GIVEN ENTRIES:
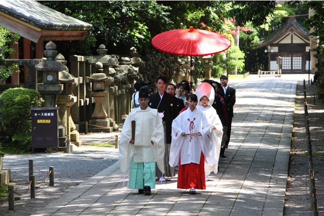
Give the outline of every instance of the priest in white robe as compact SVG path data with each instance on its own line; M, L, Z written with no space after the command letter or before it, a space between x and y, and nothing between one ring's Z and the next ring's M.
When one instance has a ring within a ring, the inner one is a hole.
M195 94L198 100L197 108L205 113L213 129L213 138L210 139L213 147L210 152L208 163L205 162L205 179L208 181L211 172L216 174L218 171L223 125L216 109L211 106L215 98L215 91L212 86L207 82L202 83L196 89Z
M131 110L122 130L120 164L123 173L130 170L128 188L149 195L155 188L156 162L164 172L164 130L158 110L148 106L147 87L140 89L138 101L140 107Z
M198 109L196 95L189 97L189 108L173 119L169 164L172 167L178 164L177 188L206 189L204 161L210 160L212 143L211 124L203 112Z

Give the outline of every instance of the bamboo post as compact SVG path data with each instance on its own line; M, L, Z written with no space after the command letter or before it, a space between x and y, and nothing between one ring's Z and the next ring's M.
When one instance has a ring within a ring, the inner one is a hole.
M54 186L54 167L49 167L49 186Z
M13 186L8 185L8 194L9 198L8 200L9 210L14 210L14 198L13 198Z
M35 199L35 176L30 176L30 199Z
M70 154L70 139L66 139L66 153Z
M119 137L118 135L115 136L115 148L118 148L118 146L119 145Z
M30 182L30 180L31 180L30 177L34 175L33 163L33 161L32 160L29 160L28 161L28 166L29 169L29 182Z

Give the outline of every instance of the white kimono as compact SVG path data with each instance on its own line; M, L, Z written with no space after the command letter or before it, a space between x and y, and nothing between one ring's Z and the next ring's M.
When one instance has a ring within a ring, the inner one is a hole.
M169 164L172 167L179 163L181 154L181 164L200 163L201 152L205 160L209 162L212 143L210 142L211 124L205 114L196 108L191 111L190 108L180 113L172 122L172 141L170 150ZM201 136L187 135L186 134L200 132Z
M132 138L132 121L136 121L135 142L129 143ZM151 140L154 144L151 143ZM156 162L164 172L164 130L158 110L149 107L146 110L140 108L132 109L125 119L119 143L120 168L123 173L130 167L134 157L134 163Z
M210 141L212 142L213 148L210 152L209 163L205 163L205 173L206 175L208 175L213 171L215 174L216 174L218 172L218 161L223 135L223 125L216 112L216 109L208 105L204 108L202 106L199 105L197 108L205 113L208 122L216 128L215 130L212 130L213 139L210 139Z

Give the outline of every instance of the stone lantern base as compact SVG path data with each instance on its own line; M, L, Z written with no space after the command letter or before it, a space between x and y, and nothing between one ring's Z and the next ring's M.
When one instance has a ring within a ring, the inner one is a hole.
M71 139L71 142L77 146L82 144L82 140L80 140L80 133L76 130L74 130L70 133L70 138Z
M2 158L0 157L0 186L10 182L10 170L2 170Z
M92 125L90 124L92 124ZM113 132L113 128L110 127L110 121L108 118L93 118L88 123L88 132L90 133L102 132L111 133Z

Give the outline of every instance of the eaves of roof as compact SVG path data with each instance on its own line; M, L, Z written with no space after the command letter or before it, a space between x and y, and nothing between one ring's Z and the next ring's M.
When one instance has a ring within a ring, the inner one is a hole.
M257 45L254 46L253 49L258 49L272 43L273 42L279 39L282 35L285 34L292 28L298 31L304 38L309 39L309 31L299 24L295 18L292 17L290 18L288 21L277 31L262 38L261 43Z
M84 31L92 26L34 0L1 0L0 12L43 30Z

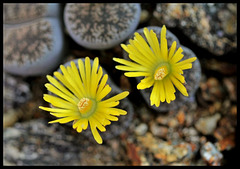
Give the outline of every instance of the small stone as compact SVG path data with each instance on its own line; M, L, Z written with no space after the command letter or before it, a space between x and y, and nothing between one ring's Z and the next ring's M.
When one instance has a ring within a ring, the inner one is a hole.
M168 134L168 128L165 126L159 126L155 122L150 124L151 132L154 136L166 138Z
M237 101L237 78L224 78L223 84L228 90L230 100Z
M206 142L202 146L200 154L203 160L206 161L208 165L211 166L221 165L223 155L217 150L217 148L211 142Z
M142 136L144 135L148 130L148 126L145 123L141 123L135 128L135 134Z
M236 146L235 133L215 143L219 151L230 150Z
M221 56L237 47L236 3L158 3L153 15L177 27L198 46Z
M198 131L204 135L213 134L217 127L217 122L221 118L220 114L215 114L213 116L201 117L195 124Z

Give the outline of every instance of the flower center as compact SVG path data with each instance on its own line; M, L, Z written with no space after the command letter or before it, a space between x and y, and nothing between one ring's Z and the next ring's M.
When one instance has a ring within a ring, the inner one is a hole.
M91 110L91 108L92 108L92 101L88 98L82 98L78 102L78 109L81 114L86 114Z
M165 76L168 74L168 68L167 66L160 66L156 69L154 73L154 79L155 80L162 80Z

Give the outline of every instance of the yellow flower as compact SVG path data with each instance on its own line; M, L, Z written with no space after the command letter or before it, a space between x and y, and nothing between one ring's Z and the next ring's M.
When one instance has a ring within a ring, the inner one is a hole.
M116 69L129 71L124 73L127 77L144 76L145 78L141 80L137 88L146 89L153 86L150 101L151 105L155 104L156 107L159 107L160 102L170 103L176 99L174 86L184 96L188 96L183 85L185 83L183 70L192 68L192 62L197 58L192 57L180 61L184 55L181 47L176 51L176 41L168 50L165 25L161 30L160 45L153 30L149 32L147 28L144 28L143 32L149 45L139 33L135 32L134 39L129 40L130 44L121 44L133 62L113 58L114 61L123 64L117 65Z
M50 111L51 115L60 117L49 123L73 122L73 128L77 132L87 129L90 125L94 139L102 144L102 138L98 133L106 131L104 126L111 124L111 121L118 121L116 116L126 115L125 110L114 108L119 104L119 100L128 96L125 91L111 98L102 100L111 91L111 87L106 84L108 75L103 76L102 68L99 67L99 60L96 57L92 68L89 57L85 58L85 65L81 59L78 60L77 69L72 61L71 66L60 66L63 74L54 72L54 77L47 75L46 88L55 94L44 94L43 99L53 107L42 107L40 109ZM98 69L99 67L99 69Z

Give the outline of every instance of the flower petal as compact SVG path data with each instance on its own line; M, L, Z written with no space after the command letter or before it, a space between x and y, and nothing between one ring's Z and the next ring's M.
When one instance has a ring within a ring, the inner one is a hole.
M103 140L96 129L96 124L92 120L89 120L89 123L94 139L97 141L98 144L102 144Z
M183 86L183 84L181 82L179 82L174 76L170 76L171 81L173 82L173 84L176 86L176 88L184 95L184 96L188 96L187 90L185 88L185 86Z

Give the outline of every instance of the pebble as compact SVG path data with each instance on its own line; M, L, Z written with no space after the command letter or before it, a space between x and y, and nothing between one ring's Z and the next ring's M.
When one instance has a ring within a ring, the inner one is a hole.
M154 136L165 138L168 134L168 127L160 126L155 122L150 123L150 130Z
M200 154L204 161L211 166L220 166L223 155L217 150L217 148L211 143L206 142L200 150Z
M217 122L221 118L220 114L213 116L201 117L195 124L196 129L204 135L213 134L217 127Z
M147 124L141 123L135 128L135 134L142 136L147 132L147 130L148 130Z
M236 3L159 3L153 13L160 24L178 27L198 46L221 56L237 47Z

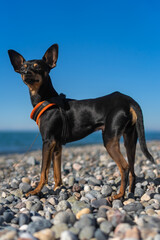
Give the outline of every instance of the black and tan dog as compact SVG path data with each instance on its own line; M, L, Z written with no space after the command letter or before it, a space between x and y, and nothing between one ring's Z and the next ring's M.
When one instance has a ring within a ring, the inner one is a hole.
M8 53L14 70L21 74L23 82L29 88L34 107L31 118L37 122L43 140L40 182L27 195L39 193L48 182L51 159L55 189L60 186L62 145L84 138L97 130L102 130L104 146L121 174L120 192L109 200L124 196L128 175L129 191L134 192L137 138L146 158L154 162L146 146L140 106L131 97L119 92L87 100L65 99L59 95L49 76L50 70L56 66L57 44L46 51L42 60L26 61L14 50L9 50ZM128 163L120 152L121 136L124 138Z

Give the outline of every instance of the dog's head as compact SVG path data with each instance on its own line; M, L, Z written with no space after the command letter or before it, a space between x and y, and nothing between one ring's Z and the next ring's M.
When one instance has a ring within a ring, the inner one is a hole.
M56 66L58 59L58 45L53 44L41 60L26 61L22 55L14 50L8 50L14 70L21 74L24 83L33 92L42 85L45 76Z

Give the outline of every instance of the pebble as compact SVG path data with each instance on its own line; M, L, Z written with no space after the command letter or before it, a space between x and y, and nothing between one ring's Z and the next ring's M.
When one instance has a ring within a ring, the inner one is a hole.
M38 238L39 240L54 240L55 239L55 233L49 228L43 229L39 232L36 232L33 234L33 236L35 238Z
M52 226L51 222L46 219L41 219L35 222L31 222L28 225L27 232L33 234L45 228L50 228Z
M61 233L60 240L78 240L77 236L70 231L64 231Z
M112 187L110 185L102 186L101 193L102 193L103 197L111 196L111 194L112 194Z
M96 240L106 240L106 239L108 239L107 236L100 229L96 230L95 238L96 238Z
M159 240L160 144L147 144L156 165L144 160L138 147L135 194L127 188L124 198L112 204L106 198L119 191L121 177L103 146L64 148L64 186L53 191L51 171L48 185L28 198L25 193L40 180L41 152L28 153L25 161L20 154L9 160L0 156L6 169L18 166L0 182L0 239Z
M59 212L54 217L54 225L58 225L60 223L66 223L69 222L69 214L67 212Z
M140 202L133 202L133 203L130 203L130 204L127 204L123 207L123 209L126 211L126 212L136 212L140 209L143 209L143 205L140 203Z
M95 227L86 226L79 233L79 239L91 239L94 236Z
M19 226L21 227L24 224L28 224L30 222L30 218L28 215L21 213L19 216Z
M53 226L51 230L55 233L55 237L57 239L60 238L62 232L68 230L68 226L66 223L59 223Z
M3 213L3 218L4 218L4 221L7 222L7 223L10 223L11 220L14 218L14 214L12 212L4 212Z
M121 200L116 199L112 202L112 207L113 208L122 208L123 207L123 203Z
M141 201L149 201L151 199L150 195L148 195L147 193L143 194L143 196L141 197Z
M104 221L100 224L100 229L103 233L109 234L113 230L113 225L109 221Z
M66 200L62 200L58 203L58 205L56 206L56 210L59 211L65 211L67 210L67 208L71 208L71 205L69 202L67 202Z
M90 177L88 180L89 185L93 186L100 186L101 185L101 180L96 179L95 177Z
M42 210L42 209L43 209L42 203L37 202L34 205L32 205L30 210L33 211L33 212L38 212L39 210Z
M31 190L31 186L26 182L22 182L19 184L19 189L22 190L23 193L27 193Z
M91 210L89 208L83 208L82 210L80 210L77 214L76 214L76 218L80 219L81 216L85 215L85 214L89 214L91 212Z
M93 200L91 202L91 205L92 207L94 208L99 208L100 206L103 206L103 205L108 205L108 202L105 198L101 198L101 199L98 199L98 200Z
M33 237L33 235L30 233L23 232L20 233L20 238L18 238L18 240L37 240L37 238Z

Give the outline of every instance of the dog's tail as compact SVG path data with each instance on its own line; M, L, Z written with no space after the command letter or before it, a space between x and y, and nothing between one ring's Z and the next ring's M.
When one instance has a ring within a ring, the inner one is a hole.
M141 148L143 154L145 155L145 157L147 159L149 159L152 163L155 163L154 158L149 153L147 145L146 145L142 110L137 103L134 104L133 109L135 110L136 115L137 115L136 130L137 130L137 134L138 134L140 148Z

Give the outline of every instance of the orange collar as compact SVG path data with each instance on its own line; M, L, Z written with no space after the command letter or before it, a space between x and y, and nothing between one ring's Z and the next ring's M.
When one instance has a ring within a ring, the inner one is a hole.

YOUR TASK:
Copy, word for word, the part of the data that opens with the line containing "Give the outline of every instance of the yellow" and closes with the line containing "M116 69L129 71L124", both of those lines included.

TASK OUTPUT:
Give the outline of every instance of the yellow flower as compact SVG path data with each instance on its own line; M, L, Z written with no space after the command letter or before it, a space between x and y, and nothing between one ring's Z and the next ring's M.
When one instance has a ring within a ring, the inner one is a hole.
M116 69L129 71L124 73L127 77L144 76L145 78L141 80L137 88L146 89L153 86L150 101L151 105L155 104L156 107L159 107L160 102L170 103L176 99L174 86L184 96L188 96L183 85L185 83L183 70L192 68L192 62L197 58L192 57L180 61L184 55L181 47L176 51L176 41L168 50L165 25L161 30L160 45L153 30L149 32L147 28L144 28L143 32L149 45L139 33L135 32L134 39L129 40L130 44L121 44L133 62L113 58L114 61L123 64L117 65Z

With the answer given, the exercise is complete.